* _Exercise brief_
Rewrite the records below, replacing "Localize" with "Locate" and changing nothing else. Omit the pictures from your answer.

Excerpts from labeled region data

+++

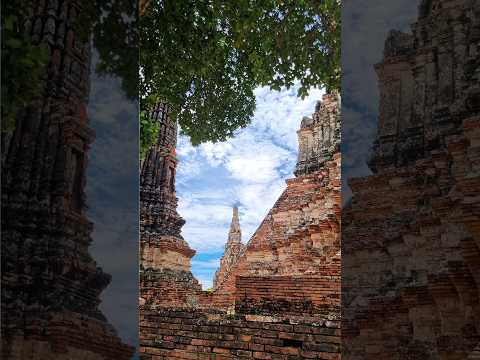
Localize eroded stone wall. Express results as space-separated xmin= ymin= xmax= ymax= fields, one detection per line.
xmin=140 ymin=309 xmax=340 ymax=360
xmin=342 ymin=0 xmax=480 ymax=359
xmin=1 ymin=0 xmax=134 ymax=360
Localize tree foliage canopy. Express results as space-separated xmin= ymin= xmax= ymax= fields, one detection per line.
xmin=139 ymin=0 xmax=340 ymax=153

+++

* _Solved exercise_
Locate eroded stone wall. Express results as space-separated xmin= ymin= xmax= ymax= fields, one detection per line.
xmin=140 ymin=309 xmax=340 ymax=360
xmin=342 ymin=0 xmax=480 ymax=359
xmin=1 ymin=0 xmax=134 ymax=360
Locate tree foliage canopy. Express results as space-separated xmin= ymin= xmax= ymax= fields, one detection per line.
xmin=139 ymin=0 xmax=340 ymax=153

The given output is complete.